= What is being asked =
The entries below hold a line with "x=350, y=300" and a line with "Wanted = one point per instance on the white ceiling". Return those lines and all that lie between them, exactly and only.
═══ Data listing ═══
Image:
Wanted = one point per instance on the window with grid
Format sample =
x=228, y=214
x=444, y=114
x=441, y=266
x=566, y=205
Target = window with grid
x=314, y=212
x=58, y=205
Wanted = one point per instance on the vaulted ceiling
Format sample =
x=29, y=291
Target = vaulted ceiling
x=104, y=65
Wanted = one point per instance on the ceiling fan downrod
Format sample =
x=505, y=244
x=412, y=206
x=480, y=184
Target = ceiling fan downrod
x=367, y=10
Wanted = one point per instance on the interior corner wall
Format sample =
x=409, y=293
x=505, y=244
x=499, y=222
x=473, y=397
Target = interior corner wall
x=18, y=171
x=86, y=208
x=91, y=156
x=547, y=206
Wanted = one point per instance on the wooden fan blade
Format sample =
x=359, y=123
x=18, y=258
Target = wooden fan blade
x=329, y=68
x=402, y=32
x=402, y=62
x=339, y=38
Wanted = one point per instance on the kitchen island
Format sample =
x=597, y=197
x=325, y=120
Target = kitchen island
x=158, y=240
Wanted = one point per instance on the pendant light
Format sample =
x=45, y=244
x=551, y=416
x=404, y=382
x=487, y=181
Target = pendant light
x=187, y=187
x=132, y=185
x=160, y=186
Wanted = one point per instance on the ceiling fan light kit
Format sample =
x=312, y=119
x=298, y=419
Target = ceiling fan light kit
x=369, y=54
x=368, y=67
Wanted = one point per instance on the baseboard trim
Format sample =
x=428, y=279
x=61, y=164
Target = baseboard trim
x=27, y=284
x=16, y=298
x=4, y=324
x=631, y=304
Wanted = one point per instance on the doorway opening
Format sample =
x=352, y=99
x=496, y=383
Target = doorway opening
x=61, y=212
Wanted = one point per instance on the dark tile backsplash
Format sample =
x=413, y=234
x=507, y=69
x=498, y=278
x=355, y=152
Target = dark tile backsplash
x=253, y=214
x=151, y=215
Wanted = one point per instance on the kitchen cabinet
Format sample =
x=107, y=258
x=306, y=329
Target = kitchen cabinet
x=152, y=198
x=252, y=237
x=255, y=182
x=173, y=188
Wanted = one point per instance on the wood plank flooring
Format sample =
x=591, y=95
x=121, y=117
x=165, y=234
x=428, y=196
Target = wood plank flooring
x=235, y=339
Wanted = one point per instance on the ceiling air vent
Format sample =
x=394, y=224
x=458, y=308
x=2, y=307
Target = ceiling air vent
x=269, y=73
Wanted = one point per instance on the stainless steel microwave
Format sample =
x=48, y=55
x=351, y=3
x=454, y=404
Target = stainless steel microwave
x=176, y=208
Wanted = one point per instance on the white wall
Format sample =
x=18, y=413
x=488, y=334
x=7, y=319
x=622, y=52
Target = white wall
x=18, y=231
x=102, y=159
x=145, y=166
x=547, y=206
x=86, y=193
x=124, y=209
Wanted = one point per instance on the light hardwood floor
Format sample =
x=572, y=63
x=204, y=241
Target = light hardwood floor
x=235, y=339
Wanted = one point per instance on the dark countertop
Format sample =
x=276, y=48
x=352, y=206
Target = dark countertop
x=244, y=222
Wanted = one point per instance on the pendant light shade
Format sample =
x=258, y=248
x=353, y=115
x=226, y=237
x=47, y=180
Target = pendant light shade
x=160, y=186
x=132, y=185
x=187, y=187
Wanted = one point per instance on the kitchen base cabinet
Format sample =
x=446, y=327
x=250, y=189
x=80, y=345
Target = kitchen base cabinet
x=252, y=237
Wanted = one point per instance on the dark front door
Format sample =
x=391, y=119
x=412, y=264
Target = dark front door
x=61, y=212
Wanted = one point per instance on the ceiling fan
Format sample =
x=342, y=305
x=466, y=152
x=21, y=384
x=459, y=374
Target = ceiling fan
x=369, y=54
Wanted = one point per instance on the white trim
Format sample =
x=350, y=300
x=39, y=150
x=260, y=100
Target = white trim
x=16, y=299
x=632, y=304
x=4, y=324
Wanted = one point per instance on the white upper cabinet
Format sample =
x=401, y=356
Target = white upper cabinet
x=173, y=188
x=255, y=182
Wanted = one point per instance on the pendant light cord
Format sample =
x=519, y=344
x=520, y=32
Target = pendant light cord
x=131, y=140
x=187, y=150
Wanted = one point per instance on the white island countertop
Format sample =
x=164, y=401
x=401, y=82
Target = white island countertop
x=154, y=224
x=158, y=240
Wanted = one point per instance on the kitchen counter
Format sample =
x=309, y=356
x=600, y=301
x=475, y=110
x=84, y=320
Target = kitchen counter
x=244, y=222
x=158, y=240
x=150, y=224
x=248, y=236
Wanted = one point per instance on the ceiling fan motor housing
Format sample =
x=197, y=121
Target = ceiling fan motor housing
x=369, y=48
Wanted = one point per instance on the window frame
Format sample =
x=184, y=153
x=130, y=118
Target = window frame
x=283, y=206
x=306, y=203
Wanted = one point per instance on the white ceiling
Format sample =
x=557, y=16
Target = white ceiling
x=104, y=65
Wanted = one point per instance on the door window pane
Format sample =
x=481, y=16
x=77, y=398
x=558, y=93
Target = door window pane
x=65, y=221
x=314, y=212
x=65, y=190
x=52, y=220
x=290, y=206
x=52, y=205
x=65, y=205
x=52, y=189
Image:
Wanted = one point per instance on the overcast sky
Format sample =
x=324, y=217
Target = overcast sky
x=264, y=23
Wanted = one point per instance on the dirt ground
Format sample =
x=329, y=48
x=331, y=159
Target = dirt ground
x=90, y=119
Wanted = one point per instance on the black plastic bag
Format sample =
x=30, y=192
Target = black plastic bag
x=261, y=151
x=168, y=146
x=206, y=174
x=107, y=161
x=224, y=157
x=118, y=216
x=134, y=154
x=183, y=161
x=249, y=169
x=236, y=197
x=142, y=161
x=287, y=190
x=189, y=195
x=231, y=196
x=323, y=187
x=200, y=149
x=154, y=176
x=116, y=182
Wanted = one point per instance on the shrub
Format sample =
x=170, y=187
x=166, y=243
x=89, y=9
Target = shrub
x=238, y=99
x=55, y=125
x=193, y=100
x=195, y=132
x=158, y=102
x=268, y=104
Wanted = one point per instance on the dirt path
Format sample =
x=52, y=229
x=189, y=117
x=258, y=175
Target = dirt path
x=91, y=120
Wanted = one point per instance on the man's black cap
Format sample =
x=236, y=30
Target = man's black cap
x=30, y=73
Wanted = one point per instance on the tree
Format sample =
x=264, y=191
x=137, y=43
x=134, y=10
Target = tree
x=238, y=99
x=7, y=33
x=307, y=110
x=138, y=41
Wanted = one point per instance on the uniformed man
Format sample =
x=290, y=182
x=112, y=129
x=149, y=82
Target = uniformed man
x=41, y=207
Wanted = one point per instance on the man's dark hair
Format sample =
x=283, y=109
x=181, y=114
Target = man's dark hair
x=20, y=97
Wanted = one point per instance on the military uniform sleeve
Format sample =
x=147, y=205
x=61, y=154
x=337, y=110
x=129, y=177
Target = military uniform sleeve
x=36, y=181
═══
= Output for this task =
x=350, y=300
x=39, y=150
x=260, y=100
Target = white trim
x=16, y=299
x=632, y=304
x=4, y=324
Wanted = one point per instance on the white upper cabinet
Format sample =
x=401, y=356
Target = white upper cabinet
x=173, y=188
x=255, y=182
Wanted = one point per instance on the pendant light cord
Format sample =
x=519, y=344
x=520, y=32
Target = pendant light cord
x=131, y=140
x=187, y=150
Wanted = one point per instance on the white island countertop
Format sample =
x=164, y=401
x=401, y=82
Target = white island countertop
x=154, y=224
x=158, y=240
Wanted = one point per instance on the kitchen counter
Format sample =
x=309, y=356
x=600, y=301
x=475, y=110
x=84, y=320
Target = kitchen counter
x=244, y=222
x=158, y=240
x=150, y=224
x=248, y=236
Wanted = one point per instance on the ceiling fan motor housing
Format sample =
x=197, y=121
Target = ceiling fan motor housing
x=369, y=48
Wanted = one point per instance on the window frame
Format sample =
x=184, y=153
x=130, y=118
Target = window frame
x=283, y=206
x=306, y=203
Wanted = one point per instance on the white ceiling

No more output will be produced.